- TASK REQUIREMENTS -
Return each line of the data below that contains the string "ceiling".

*** Opening of RECORDS SHOWN ***

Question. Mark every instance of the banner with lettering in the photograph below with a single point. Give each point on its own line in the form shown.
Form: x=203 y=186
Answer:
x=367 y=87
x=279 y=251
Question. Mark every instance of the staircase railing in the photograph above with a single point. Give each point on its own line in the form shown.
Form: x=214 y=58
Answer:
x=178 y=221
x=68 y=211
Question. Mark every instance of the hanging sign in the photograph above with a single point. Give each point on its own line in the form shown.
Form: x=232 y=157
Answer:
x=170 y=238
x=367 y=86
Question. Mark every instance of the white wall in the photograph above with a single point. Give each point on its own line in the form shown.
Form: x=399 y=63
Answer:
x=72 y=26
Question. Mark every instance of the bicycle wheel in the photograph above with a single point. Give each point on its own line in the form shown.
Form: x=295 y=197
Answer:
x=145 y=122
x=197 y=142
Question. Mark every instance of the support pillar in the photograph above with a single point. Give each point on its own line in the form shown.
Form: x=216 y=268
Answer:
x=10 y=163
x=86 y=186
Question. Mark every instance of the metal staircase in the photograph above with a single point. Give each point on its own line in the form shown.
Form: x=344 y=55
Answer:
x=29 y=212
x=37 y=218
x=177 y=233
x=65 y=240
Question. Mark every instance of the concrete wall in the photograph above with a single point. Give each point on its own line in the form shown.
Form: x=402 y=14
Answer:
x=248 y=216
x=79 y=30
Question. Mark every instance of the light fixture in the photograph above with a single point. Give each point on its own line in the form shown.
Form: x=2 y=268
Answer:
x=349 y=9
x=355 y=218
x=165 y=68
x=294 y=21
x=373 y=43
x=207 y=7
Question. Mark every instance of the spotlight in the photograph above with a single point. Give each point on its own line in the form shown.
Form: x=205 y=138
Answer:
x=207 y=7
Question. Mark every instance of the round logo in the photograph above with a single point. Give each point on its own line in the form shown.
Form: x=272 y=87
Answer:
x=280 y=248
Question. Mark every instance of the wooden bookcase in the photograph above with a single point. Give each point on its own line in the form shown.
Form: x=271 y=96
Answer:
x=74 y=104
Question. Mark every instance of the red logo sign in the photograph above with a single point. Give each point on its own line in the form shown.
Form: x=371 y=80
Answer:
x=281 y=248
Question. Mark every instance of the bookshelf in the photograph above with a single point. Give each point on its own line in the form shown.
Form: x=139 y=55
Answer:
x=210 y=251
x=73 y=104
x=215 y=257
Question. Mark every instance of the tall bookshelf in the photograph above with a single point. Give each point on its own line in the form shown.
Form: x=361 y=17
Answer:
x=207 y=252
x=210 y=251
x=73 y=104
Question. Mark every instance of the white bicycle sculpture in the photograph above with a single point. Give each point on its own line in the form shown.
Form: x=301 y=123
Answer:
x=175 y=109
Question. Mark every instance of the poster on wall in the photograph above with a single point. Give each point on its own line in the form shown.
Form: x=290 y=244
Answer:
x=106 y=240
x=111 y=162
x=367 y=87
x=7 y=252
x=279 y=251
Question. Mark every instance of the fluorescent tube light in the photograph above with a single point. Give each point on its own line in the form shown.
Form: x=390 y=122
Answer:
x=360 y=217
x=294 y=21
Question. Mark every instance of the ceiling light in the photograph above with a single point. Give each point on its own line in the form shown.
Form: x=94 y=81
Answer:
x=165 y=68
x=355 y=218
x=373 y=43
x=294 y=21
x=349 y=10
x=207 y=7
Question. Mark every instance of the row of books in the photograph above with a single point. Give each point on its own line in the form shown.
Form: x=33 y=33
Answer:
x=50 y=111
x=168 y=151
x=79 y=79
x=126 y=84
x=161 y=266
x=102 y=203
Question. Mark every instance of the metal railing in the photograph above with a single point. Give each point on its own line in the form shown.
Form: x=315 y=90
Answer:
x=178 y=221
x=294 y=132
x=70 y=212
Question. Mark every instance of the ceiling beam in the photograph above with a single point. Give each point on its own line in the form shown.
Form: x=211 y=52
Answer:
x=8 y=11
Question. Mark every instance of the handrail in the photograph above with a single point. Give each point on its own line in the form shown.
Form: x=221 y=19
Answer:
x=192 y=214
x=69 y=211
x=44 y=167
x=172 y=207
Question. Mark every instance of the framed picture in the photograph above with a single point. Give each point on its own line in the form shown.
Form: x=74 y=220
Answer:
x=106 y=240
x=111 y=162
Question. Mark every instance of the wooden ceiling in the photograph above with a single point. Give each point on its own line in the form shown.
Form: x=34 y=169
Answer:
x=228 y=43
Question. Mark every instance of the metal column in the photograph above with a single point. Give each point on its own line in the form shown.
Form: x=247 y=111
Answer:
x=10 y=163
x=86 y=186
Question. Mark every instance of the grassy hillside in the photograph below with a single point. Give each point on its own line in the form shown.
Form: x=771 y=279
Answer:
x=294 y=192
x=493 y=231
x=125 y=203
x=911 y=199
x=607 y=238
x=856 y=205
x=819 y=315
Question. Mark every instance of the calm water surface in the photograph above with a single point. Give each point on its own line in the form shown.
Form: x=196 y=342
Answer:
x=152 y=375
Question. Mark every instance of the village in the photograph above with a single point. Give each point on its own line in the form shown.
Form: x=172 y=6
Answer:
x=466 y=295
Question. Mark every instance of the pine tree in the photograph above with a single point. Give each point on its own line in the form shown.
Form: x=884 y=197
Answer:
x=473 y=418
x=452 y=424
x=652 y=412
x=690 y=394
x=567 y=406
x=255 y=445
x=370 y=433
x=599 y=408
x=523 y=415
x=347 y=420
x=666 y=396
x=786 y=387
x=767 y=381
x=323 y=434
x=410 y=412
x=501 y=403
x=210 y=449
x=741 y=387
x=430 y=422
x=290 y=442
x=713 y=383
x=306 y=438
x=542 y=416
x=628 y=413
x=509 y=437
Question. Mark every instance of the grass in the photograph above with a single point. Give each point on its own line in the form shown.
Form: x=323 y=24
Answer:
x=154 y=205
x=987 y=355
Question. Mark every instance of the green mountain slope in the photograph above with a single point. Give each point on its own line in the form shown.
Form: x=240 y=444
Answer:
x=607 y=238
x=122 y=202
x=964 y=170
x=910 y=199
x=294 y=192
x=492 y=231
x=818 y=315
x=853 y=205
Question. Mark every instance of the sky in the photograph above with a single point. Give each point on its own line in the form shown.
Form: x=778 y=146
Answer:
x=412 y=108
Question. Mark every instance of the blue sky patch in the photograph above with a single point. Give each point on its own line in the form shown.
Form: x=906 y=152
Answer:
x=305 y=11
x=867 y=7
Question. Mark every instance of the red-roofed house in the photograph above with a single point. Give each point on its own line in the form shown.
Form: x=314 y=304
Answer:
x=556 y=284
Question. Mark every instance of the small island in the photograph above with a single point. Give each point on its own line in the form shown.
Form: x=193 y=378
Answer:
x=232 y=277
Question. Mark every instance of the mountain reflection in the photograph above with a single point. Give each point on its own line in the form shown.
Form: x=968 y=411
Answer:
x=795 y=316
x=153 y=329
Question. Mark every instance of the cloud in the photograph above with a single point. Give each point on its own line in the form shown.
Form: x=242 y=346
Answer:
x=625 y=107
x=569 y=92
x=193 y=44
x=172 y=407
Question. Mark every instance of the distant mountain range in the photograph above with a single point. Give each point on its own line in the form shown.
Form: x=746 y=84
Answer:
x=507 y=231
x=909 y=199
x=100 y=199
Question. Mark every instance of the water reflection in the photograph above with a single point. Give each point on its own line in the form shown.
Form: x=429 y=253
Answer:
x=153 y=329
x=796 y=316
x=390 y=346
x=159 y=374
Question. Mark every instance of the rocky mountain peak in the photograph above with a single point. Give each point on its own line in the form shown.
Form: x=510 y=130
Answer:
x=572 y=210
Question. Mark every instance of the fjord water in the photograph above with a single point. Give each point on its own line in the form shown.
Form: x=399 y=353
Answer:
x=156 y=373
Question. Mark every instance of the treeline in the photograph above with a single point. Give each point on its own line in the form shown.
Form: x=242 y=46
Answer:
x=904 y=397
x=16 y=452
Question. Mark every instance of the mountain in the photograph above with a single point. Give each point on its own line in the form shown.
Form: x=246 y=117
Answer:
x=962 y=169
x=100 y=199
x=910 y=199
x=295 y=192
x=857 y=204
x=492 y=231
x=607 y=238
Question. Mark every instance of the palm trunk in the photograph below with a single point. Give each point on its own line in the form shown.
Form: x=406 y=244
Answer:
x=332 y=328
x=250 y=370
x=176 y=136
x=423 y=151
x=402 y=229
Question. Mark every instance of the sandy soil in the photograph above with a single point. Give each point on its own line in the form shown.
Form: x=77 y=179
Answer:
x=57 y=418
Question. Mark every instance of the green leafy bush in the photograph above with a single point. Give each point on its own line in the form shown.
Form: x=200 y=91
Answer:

*** Close of RECORDS SHOWN ***

- EXERCISE OUTPUT -
Question. Mark every instance of the ceiling light in the photograph above with a single point. Give each point on its own line in the form shown.
Question. Mark every instance of the ceiling beam in the photograph above with a single point. Give each point on its own line in the form shown.
Question. Mark every instance of the wooden ceiling in the photograph above with a single point. Give each point on its own line in the form shown.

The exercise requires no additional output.